#### Data shown

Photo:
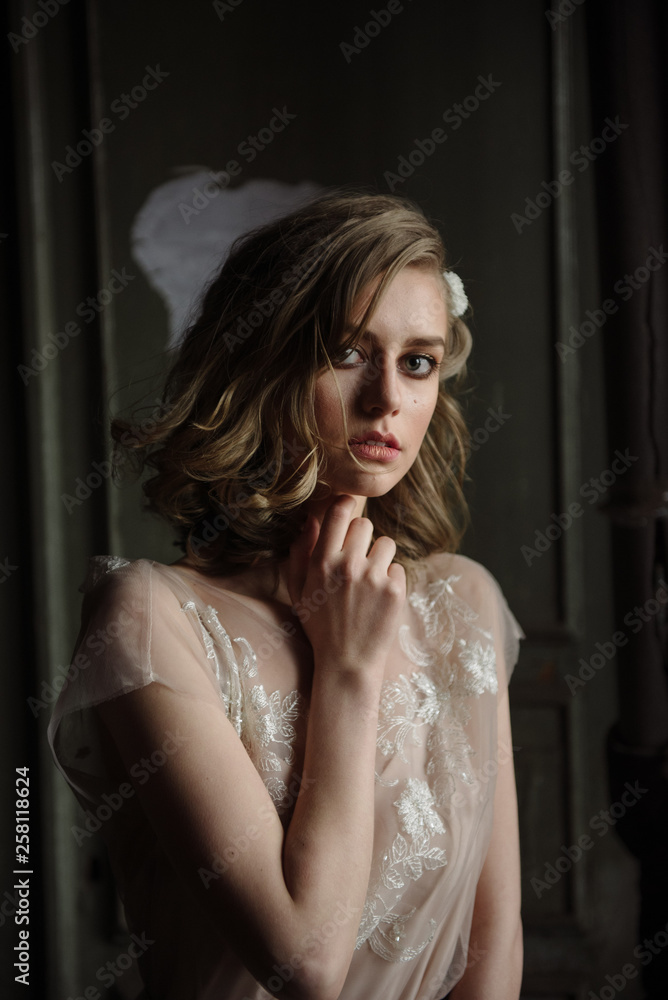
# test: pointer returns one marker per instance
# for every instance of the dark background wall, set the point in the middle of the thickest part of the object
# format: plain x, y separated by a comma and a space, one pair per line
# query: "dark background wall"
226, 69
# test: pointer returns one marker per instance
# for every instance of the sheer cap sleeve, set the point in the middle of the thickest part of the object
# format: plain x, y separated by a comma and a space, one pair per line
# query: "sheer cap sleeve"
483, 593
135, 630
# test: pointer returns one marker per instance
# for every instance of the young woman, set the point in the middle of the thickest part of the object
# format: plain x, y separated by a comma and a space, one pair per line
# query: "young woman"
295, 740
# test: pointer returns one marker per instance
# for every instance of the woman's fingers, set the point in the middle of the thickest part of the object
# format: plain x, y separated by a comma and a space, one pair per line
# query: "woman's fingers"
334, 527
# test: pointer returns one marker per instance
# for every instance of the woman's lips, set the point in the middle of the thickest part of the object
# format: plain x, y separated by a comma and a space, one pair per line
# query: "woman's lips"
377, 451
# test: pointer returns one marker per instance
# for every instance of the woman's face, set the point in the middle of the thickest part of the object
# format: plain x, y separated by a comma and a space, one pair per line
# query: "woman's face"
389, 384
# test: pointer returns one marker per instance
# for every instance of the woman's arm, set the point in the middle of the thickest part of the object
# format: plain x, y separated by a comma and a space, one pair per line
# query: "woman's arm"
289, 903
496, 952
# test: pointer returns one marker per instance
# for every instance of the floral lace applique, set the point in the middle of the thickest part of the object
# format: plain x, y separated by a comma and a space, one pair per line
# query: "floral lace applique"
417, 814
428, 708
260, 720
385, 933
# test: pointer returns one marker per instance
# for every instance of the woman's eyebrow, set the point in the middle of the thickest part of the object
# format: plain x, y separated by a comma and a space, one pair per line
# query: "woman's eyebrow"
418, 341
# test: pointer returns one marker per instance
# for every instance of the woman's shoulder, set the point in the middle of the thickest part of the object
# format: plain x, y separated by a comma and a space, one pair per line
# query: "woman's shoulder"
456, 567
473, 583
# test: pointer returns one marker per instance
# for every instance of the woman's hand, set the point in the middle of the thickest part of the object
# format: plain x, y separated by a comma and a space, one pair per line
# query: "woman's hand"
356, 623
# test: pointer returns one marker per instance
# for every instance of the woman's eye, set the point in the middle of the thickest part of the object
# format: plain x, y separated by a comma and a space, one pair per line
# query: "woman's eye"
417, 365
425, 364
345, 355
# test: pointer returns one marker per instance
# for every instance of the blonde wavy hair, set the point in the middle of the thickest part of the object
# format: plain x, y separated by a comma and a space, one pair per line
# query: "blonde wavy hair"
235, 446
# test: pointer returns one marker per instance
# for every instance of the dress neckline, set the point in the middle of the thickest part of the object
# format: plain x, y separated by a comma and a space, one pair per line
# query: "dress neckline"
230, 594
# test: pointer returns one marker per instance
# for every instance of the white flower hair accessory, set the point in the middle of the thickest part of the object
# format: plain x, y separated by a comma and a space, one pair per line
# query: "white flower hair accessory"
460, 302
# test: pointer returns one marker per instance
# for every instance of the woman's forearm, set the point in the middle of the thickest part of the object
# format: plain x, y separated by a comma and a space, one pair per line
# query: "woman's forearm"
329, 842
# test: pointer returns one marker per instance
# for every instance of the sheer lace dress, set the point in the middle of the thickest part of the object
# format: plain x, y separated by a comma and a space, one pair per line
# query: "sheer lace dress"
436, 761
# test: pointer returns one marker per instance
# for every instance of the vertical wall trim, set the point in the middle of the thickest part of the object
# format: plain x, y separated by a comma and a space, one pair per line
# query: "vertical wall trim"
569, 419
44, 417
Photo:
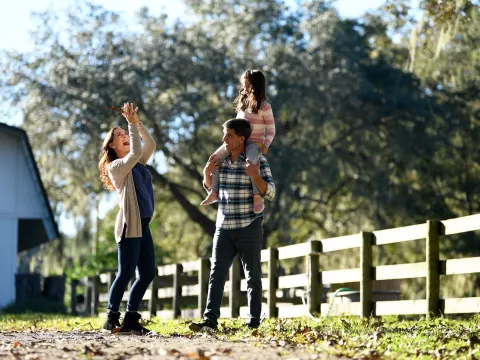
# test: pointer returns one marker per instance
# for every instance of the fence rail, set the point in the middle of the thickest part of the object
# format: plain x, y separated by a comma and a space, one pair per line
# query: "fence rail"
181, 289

==

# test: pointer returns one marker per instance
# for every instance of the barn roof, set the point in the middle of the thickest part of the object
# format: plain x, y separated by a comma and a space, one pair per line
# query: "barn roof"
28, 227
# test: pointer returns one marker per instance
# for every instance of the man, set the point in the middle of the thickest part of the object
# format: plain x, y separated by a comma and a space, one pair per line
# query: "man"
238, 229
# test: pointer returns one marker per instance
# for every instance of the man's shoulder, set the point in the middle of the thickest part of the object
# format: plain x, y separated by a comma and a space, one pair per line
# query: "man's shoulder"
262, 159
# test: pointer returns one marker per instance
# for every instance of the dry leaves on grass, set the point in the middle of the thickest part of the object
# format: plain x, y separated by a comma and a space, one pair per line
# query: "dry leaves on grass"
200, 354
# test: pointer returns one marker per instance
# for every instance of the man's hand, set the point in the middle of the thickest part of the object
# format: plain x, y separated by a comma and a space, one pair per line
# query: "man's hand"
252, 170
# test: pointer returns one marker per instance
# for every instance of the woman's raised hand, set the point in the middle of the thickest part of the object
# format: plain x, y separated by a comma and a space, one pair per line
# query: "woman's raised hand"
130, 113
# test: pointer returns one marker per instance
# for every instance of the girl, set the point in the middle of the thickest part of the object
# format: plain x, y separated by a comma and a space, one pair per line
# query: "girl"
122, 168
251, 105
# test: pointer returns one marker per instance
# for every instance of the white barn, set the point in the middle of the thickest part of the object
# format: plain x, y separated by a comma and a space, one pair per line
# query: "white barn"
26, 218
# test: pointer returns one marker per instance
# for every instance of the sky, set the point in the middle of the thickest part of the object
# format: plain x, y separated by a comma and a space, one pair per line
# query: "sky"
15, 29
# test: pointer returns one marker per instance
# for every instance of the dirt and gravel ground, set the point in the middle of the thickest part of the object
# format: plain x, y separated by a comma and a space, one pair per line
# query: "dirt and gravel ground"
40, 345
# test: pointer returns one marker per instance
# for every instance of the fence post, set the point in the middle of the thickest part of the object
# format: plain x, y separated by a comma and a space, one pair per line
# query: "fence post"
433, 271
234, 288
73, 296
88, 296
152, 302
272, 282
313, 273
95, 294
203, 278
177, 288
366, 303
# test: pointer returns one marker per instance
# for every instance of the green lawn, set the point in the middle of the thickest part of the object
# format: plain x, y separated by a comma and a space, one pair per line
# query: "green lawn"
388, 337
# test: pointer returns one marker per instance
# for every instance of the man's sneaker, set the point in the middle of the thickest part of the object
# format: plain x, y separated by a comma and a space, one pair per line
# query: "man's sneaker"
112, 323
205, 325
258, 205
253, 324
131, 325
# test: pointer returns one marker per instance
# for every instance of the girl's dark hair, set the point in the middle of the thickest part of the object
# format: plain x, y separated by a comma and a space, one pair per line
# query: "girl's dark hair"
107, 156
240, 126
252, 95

#### Work to complete
Count the lines in the data above that contain the string "raised". Reply with the number alone.

#### Complete output
2